▸ WHAT YOU WILL DO:
Can you switch "Positions" to "Points" in the rows starting at the line that has "Where can the white capitals" and running through the end of the rows, changing nothing else? Give back only those rows.

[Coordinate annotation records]

## BEGIN

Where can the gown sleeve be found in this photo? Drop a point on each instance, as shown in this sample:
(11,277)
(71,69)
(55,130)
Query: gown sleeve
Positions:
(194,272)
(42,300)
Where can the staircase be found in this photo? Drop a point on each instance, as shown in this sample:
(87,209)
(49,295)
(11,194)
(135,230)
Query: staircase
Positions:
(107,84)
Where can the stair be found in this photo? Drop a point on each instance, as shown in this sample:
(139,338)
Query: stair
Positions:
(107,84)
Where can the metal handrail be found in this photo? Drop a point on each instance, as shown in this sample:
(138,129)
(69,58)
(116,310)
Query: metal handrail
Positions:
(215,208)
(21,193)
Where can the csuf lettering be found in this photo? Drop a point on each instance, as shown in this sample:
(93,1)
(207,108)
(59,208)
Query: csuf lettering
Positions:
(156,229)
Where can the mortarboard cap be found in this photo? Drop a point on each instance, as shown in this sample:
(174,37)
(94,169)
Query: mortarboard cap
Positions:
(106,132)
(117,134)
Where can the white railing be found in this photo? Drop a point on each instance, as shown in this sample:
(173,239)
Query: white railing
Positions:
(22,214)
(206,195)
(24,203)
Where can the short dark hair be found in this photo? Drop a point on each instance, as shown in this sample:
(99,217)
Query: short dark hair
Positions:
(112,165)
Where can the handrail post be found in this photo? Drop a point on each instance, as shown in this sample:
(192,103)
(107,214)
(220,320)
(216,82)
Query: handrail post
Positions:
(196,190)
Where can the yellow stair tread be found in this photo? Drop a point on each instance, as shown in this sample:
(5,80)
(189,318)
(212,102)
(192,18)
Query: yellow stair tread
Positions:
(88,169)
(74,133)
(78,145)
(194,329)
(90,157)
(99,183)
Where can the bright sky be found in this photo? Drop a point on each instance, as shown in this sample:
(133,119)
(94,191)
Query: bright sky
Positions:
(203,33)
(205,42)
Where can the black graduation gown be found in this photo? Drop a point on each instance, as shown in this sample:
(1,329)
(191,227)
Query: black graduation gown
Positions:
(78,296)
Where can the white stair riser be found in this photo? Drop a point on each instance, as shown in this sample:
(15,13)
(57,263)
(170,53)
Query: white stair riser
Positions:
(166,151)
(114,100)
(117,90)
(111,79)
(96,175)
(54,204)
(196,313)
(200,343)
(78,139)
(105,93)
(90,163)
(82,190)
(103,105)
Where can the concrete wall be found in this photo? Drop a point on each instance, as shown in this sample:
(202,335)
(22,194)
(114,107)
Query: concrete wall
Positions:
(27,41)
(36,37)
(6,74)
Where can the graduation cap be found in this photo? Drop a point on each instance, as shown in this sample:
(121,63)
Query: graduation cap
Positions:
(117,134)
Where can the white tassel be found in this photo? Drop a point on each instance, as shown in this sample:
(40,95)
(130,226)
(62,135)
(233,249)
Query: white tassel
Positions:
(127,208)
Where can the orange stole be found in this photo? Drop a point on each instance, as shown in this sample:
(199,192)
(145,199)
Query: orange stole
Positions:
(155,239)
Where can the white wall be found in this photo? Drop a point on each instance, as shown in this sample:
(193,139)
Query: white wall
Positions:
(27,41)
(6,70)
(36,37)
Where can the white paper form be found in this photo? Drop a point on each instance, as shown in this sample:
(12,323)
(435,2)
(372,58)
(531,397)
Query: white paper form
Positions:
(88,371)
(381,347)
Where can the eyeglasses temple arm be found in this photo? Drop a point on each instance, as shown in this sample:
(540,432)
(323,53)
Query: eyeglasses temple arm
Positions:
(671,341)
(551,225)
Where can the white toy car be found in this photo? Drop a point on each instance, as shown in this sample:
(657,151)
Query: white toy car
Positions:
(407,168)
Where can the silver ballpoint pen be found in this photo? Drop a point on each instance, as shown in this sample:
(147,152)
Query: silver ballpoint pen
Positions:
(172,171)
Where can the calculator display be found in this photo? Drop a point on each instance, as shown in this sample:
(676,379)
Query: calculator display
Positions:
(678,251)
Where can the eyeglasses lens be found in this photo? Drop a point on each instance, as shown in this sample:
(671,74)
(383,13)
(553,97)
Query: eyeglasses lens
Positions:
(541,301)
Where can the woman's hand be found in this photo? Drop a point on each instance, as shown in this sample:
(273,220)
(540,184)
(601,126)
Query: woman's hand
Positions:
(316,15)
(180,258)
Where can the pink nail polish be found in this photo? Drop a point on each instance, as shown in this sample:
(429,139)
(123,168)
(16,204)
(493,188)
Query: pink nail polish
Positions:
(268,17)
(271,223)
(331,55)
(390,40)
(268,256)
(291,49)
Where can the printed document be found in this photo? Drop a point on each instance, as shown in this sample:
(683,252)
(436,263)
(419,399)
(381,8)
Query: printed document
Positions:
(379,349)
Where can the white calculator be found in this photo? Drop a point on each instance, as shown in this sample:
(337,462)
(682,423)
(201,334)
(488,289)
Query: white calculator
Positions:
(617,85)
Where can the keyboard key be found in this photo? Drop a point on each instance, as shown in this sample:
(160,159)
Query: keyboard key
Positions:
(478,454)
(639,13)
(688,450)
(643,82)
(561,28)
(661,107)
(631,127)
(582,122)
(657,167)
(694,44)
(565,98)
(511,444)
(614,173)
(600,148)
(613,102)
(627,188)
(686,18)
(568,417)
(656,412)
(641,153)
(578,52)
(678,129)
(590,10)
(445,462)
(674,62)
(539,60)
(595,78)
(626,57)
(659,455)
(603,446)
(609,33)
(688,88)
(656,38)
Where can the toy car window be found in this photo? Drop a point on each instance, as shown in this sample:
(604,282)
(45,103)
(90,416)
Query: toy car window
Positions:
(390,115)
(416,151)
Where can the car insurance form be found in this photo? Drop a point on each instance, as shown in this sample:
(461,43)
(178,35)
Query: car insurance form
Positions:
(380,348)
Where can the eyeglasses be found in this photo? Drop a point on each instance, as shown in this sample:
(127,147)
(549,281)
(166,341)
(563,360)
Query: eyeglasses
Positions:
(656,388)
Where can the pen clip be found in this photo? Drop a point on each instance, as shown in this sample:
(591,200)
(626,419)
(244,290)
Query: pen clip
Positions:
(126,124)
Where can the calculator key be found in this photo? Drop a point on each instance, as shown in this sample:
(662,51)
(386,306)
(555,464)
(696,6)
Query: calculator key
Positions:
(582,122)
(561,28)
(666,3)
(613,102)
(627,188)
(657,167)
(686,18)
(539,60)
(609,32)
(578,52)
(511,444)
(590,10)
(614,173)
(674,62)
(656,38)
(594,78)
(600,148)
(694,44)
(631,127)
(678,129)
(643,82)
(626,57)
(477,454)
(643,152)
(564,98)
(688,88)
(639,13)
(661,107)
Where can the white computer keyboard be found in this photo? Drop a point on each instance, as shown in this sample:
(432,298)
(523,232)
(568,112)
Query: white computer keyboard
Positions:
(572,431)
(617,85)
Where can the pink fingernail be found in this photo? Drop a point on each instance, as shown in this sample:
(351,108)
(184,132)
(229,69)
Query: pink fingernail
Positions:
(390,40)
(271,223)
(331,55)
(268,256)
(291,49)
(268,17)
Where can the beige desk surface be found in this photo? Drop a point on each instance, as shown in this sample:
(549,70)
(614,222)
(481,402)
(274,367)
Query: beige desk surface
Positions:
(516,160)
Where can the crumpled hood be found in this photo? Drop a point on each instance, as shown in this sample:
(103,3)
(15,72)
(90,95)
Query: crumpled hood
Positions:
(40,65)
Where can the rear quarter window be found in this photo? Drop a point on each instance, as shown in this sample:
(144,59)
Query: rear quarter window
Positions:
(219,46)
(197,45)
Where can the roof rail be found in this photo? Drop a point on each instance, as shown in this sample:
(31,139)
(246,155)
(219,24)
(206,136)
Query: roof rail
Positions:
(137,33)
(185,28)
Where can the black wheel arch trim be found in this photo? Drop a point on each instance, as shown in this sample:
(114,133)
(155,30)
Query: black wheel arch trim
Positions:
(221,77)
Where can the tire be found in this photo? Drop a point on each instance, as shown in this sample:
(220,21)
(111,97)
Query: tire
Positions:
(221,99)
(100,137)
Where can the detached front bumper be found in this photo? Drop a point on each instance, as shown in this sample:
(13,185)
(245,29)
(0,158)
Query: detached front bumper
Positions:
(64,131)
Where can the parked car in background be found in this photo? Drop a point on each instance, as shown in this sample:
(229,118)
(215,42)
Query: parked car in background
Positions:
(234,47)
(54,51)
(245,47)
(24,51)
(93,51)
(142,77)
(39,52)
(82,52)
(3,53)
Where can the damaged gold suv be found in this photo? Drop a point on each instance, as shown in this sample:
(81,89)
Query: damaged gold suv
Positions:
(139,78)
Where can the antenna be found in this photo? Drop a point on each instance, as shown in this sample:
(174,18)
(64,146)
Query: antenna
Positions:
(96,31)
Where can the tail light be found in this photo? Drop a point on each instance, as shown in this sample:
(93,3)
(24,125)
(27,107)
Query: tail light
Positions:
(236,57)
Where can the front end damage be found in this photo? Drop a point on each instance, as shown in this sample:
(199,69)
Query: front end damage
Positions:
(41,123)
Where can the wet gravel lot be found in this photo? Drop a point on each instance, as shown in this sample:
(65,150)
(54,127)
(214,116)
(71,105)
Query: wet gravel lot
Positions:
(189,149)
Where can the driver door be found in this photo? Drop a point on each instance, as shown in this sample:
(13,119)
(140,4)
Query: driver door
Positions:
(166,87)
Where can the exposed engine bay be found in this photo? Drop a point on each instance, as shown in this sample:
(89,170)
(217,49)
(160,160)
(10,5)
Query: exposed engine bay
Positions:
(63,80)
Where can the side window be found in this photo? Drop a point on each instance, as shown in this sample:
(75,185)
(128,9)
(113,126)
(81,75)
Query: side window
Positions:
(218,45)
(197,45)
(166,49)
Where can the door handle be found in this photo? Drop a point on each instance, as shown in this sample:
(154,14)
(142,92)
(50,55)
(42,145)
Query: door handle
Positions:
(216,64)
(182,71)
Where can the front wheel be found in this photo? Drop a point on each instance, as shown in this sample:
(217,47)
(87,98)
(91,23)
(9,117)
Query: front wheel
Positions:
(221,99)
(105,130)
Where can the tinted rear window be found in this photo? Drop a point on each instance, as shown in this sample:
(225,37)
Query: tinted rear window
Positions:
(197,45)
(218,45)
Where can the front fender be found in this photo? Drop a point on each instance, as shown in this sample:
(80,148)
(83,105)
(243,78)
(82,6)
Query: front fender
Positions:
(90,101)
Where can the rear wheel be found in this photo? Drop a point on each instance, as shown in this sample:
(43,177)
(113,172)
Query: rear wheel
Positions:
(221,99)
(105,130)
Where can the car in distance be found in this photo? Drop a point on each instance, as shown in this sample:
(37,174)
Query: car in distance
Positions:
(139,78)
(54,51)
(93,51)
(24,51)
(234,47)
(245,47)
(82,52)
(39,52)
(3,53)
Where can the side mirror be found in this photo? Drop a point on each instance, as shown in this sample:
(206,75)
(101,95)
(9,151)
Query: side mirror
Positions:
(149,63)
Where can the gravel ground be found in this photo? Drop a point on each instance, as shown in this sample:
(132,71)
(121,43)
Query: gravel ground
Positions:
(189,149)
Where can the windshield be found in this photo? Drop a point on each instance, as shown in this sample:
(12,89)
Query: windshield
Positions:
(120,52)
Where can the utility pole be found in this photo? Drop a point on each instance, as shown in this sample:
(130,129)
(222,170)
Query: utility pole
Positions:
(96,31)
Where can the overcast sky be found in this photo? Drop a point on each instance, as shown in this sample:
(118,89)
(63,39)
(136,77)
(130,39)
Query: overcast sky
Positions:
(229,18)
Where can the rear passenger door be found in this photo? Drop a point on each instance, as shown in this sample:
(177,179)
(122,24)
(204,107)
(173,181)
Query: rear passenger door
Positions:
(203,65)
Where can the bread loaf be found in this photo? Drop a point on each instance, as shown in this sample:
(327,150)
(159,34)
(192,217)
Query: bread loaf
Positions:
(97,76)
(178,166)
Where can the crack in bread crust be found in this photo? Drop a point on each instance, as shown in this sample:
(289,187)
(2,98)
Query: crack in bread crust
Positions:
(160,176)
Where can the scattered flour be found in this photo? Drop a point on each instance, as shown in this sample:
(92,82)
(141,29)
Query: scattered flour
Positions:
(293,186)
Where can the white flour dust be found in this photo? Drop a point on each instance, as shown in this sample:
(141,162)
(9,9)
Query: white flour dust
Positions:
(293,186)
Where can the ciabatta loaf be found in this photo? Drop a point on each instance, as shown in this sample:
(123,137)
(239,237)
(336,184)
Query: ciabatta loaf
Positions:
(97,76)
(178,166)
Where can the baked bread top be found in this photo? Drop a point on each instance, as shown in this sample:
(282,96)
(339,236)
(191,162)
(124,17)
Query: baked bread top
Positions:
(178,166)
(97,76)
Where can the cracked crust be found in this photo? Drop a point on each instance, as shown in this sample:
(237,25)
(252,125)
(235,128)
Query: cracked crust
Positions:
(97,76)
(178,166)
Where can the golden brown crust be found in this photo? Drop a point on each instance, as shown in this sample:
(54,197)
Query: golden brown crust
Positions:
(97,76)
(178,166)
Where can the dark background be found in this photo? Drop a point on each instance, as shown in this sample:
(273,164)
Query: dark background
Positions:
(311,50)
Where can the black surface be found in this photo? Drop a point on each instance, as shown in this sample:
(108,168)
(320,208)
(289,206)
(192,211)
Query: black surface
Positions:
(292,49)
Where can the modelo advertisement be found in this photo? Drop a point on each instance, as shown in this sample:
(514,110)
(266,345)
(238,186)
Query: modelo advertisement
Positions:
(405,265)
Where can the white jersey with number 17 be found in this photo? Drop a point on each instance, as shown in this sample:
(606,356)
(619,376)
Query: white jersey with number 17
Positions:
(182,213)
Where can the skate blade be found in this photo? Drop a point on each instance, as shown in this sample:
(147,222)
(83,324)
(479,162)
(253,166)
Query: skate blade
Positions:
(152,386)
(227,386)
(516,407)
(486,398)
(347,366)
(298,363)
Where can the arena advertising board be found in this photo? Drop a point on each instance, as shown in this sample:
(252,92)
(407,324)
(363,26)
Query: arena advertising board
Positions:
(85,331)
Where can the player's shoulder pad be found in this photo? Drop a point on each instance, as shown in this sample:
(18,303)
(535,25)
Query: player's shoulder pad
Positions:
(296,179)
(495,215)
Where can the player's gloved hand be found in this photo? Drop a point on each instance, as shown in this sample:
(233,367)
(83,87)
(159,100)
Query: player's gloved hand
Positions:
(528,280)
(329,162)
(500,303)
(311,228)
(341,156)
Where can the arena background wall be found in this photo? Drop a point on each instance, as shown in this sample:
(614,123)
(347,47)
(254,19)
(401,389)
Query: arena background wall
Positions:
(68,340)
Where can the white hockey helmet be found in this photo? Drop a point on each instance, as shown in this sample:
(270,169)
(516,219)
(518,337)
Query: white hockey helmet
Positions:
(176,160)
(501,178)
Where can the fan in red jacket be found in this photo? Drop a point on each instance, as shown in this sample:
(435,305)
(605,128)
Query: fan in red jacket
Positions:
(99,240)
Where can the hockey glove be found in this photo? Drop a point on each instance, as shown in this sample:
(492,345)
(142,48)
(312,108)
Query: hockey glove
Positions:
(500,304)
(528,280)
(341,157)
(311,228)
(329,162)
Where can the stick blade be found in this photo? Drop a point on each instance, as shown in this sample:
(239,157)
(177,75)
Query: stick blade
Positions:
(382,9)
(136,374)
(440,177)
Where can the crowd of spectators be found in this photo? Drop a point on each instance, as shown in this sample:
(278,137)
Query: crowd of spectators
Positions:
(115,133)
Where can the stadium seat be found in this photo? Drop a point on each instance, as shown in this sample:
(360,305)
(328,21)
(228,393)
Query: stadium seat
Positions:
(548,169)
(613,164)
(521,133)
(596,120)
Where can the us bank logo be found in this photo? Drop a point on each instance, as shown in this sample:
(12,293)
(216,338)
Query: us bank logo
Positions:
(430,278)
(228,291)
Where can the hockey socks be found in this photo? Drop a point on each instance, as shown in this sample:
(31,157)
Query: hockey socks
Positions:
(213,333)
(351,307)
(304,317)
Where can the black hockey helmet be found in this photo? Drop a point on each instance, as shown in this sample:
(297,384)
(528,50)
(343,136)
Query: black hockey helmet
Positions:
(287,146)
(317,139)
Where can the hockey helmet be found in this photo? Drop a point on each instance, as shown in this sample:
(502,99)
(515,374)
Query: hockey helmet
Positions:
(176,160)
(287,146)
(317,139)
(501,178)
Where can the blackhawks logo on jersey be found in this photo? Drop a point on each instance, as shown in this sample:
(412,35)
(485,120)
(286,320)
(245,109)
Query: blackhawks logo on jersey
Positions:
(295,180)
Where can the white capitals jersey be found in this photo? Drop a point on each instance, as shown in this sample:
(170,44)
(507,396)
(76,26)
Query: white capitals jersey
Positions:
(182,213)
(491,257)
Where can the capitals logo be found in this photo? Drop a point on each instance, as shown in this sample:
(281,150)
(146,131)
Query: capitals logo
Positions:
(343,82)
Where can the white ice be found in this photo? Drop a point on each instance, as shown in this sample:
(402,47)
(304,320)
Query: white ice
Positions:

## END

▸ ANSWER FOR THIS EXERCISE:
Where can the white capitals jersey be found in this photo? Drop a point on each instance, as shown in this sample:
(170,44)
(507,396)
(76,26)
Query: white capitals jersey
Points:
(182,213)
(491,257)
Where can the capitals logo be found in this photo? Drop a point on each instance, as shown in this sample:
(281,150)
(146,131)
Query: capitals logo
Points:
(343,82)
Where can the white ice be found in this photo? Drop a point on each instance, as shown in this sample:
(402,47)
(304,320)
Query: white ice
Points:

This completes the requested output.